+++ TEXTO FORNECIDO +++

Chico Nikolai de Oliveira Kondratieff

Antes de completar seis meses de governo, Lula produziu um triste caso de censura. Expeliu de um livro prefaciado pelo presidente da República a opinião do professor Francisco de Oliveira, da Universidade de São Paulo, do PT, do Cebrap e de todas as esquinas onde se lutou pela liberdade no Brasil.
Deu-se o seguinte:
Em 2001, a pedido de Lula, Chico de Oliveira foi convidado pelo Instituto Cidadania para organizar um estudo sobre a reforma política. Fez isso com a ajuda de outros petistas. Foram à luta e montaram três seminários, um em São Paulo, outro no Rio e o terceiro em Porto Alegre. Junto com esse serviço, Chico encomendou artigos a mais de uma dezena de acadêmicos e ativistas políticos. O professor é conhecido pela contundência de suas opiniões. Chamou FFHH de tirano, atacou os xiitas do PT em 1994 dizendo que "ninguém quer participar de um partido jurássico". Quando Lula foi eleito, viu no resultado a oportunidade para uma "refundação do Brasil", comparando a vitória petista com a Revolução de 1930 ou mesmo a Abolição.

+++ ENTRADAS FORNECIDAS +++

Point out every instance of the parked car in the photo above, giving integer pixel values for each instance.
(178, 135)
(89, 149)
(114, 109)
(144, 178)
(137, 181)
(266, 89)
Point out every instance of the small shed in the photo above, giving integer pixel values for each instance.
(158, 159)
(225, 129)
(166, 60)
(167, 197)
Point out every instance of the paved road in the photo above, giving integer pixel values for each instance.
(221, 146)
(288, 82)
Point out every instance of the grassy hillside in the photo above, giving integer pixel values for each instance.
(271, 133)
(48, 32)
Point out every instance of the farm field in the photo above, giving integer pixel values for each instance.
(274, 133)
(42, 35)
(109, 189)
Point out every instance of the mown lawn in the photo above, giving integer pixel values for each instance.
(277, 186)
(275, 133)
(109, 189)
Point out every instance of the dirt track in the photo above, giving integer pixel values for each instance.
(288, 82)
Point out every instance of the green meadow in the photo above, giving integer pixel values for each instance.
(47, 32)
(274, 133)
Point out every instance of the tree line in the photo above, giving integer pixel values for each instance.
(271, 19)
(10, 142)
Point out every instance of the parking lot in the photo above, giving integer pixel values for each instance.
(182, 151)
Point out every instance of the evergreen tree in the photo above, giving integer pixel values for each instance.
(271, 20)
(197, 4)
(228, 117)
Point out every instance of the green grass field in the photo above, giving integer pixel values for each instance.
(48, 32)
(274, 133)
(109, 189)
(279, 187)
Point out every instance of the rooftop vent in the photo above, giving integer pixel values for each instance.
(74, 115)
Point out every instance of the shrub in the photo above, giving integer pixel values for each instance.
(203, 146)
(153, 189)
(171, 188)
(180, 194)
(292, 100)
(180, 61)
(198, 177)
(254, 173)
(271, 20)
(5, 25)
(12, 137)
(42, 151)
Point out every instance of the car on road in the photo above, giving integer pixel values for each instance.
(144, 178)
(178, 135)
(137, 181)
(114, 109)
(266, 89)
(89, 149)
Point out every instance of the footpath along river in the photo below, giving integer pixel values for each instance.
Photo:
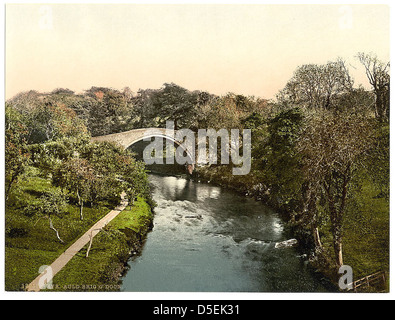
(208, 239)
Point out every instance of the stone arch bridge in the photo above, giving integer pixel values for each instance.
(128, 138)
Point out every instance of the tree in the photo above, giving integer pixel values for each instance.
(317, 86)
(135, 179)
(282, 160)
(17, 156)
(77, 176)
(333, 147)
(379, 78)
(50, 204)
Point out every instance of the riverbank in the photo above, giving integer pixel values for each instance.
(110, 251)
(366, 230)
(30, 243)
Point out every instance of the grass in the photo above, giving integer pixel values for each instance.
(109, 253)
(29, 243)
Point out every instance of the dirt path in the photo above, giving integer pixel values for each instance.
(47, 275)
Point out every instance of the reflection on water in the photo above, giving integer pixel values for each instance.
(206, 238)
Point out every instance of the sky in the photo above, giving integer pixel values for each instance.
(250, 49)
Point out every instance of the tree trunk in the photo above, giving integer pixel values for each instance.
(81, 203)
(81, 208)
(56, 231)
(338, 248)
(317, 238)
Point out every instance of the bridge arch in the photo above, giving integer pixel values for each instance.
(128, 138)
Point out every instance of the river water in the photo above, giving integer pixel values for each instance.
(208, 239)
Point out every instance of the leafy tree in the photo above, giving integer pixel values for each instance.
(17, 156)
(334, 147)
(76, 175)
(50, 204)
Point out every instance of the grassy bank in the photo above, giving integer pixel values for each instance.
(30, 243)
(110, 250)
(366, 222)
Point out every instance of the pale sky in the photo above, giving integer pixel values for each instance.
(245, 49)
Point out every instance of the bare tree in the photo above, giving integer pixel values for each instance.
(316, 86)
(332, 146)
(379, 78)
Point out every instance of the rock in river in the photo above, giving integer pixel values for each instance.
(286, 244)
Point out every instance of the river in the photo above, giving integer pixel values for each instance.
(208, 239)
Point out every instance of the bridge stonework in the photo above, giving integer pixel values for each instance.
(128, 138)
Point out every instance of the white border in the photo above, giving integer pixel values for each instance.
(189, 295)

+++

▶ **INSTRUÇÃO 1**: Diga se cada afirmação concorda com o texto sobre o caso de censura, respondendo sim ou não e citando as palavras do texto que decidem. (a) O estudo sobre a reforma política incluiu seminários em São Paulo, no Rio e em Porto Alegre. (b) O convite para organizar o estudo partiu da Universidade de São Paulo. (c) Chico de Oliveira comparou a vitória petista com a Revolução de 1930.
▶ **INSTRUÇÃO 2**: Troque "censura" por "omissão" ao reescrever o trecho do texto sobre o caso de censura que começa nas palavras "Chico Nikolai de" e termina depois de "liberdade no Brasil.".
▶ **INSTRUÇÃO 3**: No texto sobre o caso de censura, como o professor chamou FFHH?
As entradas não têm nenhum papel nesta atividade.

▶ **RESPOSTA DESENVOLVIDA 1**:
(a) Sim: "montaram três seminários, um em São Paulo, outro no Rio e o terceiro em Porto Alegre".
(b) Não: "Chico de Oliveira foi convidado pelo Instituto Cidadania".
(c) Sim: "comparando a vitória petista com a Revolução de 1930 ou mesmo a Abolição".

▶ **RESPOSTA DESENVOLVIDA 2**:
Chico Nikolai de Oliveira Kondratieff

Antes de completar seis meses de governo, Lula produziu um triste caso de omissão. Expeliu de um livro prefaciado pelo presidente da República a opinião do professor Francisco de Oliveira, da Universidade de São Paulo, do PT, do Cebrap e de todas as esquinas onde se lutou pela liberdade no Brasil.

▶ **RESPOSTA DESENVOLVIDA 3**: De tirano.